> [TAREAS A REALIZAR]
**A.** Traduce al inglés esta oración del bloque de texto: "Un hombre, tullido de nacimiento, escuchaba con atención la predicación de Pablo."
**B.** Según el bloque de texto, ¿con qué dios identifica la gente de Listra a Bernabé?

> [BLOQUE DE TEXTO]
-------

Sexto Domingo de Pascua (C) 2007
May 13, 2007
Hechos de los Apóstoles 14, 8-18
Apocalipsis 21, 22- 22,5
Evangelio según San Juan 14, 23-29
La curación narrada en la primera lectura nos recuerda el milagro efectuado por Pedro con otro cojo colocado a la entrada del templo llamada Hermosa: “Plata y oro no tengo, pero lo que tengo te doy: en el nombre de Jesucristo, el Nazareno, echa a andar”, dijo Pedro (Hch 3, 8).
Ahora el milagro tiene lugar fuera de Jerusalén, en Listra, ciudad helénica colonizada por el emperador Augusto. La historia ilustra los primeros encuentros de los predicadores cristianos con la cultura pagana politeísta. Es un caso particular de religiosidad ingenua y crédula, de una población que cree las historias o leyendas poéticas de dioses que se presentan a los hombres en figura humana. Incluso se sienten halagados de ser ellos quienes reciben una de esas visitas.
Un hombre, tullido de nacimiento, escuchaba con atención la predicación de Pablo. Pablo lo vio y observó que tenía madera de fe para salvarse. Dirigiéndose a él le dijo: “Ponte derecho sobre los pies”. El cojo dio un salto y echó a andar.
La gente se asombra, y reacciona de acuerdo a una manera sencilla y primitiva de entender la religión. “¡Dioses en figura de hombres han bajado hasta nosotros”, exclaman. En un ambiente politeísta, los dioses abundan para cubrir cualquier necesidad. En este caso juzgan que Bernabé, más distante y solemne, es Zeus, y Pablo, el intérprete que habla, es Hermes.
El mismo sacerdote del templo de Zeus decide ofrecer el sacrificio a Bernabe y Pablo, ya que se han dignado llegarse a ellos en forma humana.
Pablo y Bernabé se quedan atónitos y les gritan: ¡Nosotros somos hombres, de vuestra misma condición! Entonces, Pablo, toma la palabra y aprovecha a pronunciar un discurso, que nos recuerda otro más filosófico y profundo que pronunciará en Atenas (17,22-31). Aquí, con palabras sencillas, les dice: “Os anunciamos que hay que abandonar los ídolos para convertirse al Dios vivo, que hizo el cielo, la tierra, el mar y cuanto contienen”.
Después de dos mil años todavía encontramos mucha gente, que sabiendo que existe sólo un Dios único adoran a ídolos callejeros. Se acercan a agoreros y brujos en busca de milagros y curaciones. Se acercan a madres “margaritas”, espiritistas a que les revelen los misterios de su vida y de su familia, y al final de la sesión, después de pagar, les regalan reliquias de la buena suerte y del amor. O van a “reguladores sicotrónicos” para que les liberen de enfermedades desconocidas, de brujerías, de hechizos, de maleficios, de envidias, de mala suerte, de miedos, de complejos y de toda clase de males. A todas estas personas ingénuas hay que decirles con claridad que sólo hay un Dios vivo que hizo el cielo y la tierra, y que nos ama.

-------

> [CONJUNTO DE DATOS]
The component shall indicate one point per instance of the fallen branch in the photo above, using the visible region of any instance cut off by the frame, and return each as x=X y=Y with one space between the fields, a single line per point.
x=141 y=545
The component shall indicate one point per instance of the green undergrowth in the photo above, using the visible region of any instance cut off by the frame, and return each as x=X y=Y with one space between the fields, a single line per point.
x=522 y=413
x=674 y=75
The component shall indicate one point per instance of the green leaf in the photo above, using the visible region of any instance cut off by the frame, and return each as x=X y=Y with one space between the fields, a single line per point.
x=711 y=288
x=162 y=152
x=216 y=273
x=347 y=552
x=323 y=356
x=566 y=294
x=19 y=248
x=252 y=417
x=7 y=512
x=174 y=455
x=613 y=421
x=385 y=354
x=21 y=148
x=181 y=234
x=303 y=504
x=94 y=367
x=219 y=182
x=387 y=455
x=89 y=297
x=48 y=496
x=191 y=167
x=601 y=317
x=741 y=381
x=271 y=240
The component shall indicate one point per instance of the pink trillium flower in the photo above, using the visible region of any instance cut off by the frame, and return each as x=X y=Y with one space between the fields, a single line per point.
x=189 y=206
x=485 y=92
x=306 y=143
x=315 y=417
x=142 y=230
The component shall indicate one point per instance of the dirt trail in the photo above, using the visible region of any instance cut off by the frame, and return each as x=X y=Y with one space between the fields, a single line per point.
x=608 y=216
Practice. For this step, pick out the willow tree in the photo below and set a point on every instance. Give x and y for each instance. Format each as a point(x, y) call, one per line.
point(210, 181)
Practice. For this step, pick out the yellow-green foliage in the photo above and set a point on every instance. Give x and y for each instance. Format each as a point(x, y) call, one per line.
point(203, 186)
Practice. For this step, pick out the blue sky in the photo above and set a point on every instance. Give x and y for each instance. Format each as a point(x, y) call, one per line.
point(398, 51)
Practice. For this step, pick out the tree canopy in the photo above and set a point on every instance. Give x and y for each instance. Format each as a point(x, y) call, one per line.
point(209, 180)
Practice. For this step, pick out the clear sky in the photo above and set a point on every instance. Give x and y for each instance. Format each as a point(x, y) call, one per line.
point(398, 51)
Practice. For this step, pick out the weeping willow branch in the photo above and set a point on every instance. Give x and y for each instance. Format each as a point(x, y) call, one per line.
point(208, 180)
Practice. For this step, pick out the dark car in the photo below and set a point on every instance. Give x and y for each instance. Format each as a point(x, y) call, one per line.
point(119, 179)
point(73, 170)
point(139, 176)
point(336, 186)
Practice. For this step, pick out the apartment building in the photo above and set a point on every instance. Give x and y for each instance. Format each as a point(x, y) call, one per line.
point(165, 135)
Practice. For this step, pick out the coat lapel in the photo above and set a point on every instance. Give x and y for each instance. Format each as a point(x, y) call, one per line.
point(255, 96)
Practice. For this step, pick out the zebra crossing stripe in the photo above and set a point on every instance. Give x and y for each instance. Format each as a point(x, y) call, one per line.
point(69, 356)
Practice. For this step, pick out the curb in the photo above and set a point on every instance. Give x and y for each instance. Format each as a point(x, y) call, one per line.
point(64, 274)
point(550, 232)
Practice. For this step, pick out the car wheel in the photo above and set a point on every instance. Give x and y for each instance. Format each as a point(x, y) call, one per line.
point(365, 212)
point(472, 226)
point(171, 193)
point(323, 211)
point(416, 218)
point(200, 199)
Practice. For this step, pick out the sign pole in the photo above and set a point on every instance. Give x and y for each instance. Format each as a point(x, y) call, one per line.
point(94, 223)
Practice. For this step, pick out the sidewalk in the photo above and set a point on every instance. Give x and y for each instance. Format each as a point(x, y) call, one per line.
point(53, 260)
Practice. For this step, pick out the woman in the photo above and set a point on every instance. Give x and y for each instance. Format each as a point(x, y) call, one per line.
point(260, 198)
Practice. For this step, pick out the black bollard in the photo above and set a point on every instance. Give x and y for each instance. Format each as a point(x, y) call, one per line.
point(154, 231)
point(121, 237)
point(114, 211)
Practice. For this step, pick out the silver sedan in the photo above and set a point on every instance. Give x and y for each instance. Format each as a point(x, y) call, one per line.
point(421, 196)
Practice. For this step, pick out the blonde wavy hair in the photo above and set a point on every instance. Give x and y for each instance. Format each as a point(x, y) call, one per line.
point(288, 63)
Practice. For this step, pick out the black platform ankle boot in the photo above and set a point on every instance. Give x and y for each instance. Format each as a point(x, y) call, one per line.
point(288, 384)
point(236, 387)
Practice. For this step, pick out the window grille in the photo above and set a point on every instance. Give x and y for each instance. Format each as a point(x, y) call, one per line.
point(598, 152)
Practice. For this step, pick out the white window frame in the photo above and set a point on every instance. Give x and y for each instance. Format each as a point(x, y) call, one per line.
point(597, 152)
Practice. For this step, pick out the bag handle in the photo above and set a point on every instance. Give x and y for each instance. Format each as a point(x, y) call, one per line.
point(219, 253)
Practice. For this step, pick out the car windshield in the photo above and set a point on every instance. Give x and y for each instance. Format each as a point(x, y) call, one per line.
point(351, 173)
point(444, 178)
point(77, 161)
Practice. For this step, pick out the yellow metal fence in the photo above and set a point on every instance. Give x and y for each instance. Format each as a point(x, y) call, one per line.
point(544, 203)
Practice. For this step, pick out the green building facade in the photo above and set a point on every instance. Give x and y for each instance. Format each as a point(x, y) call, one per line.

-------

> [RESPUESTAS POR TAREA]
**A.** A man, crippled from birth, was listening attentively to Paul's preaching.

**B.** Con Zeus.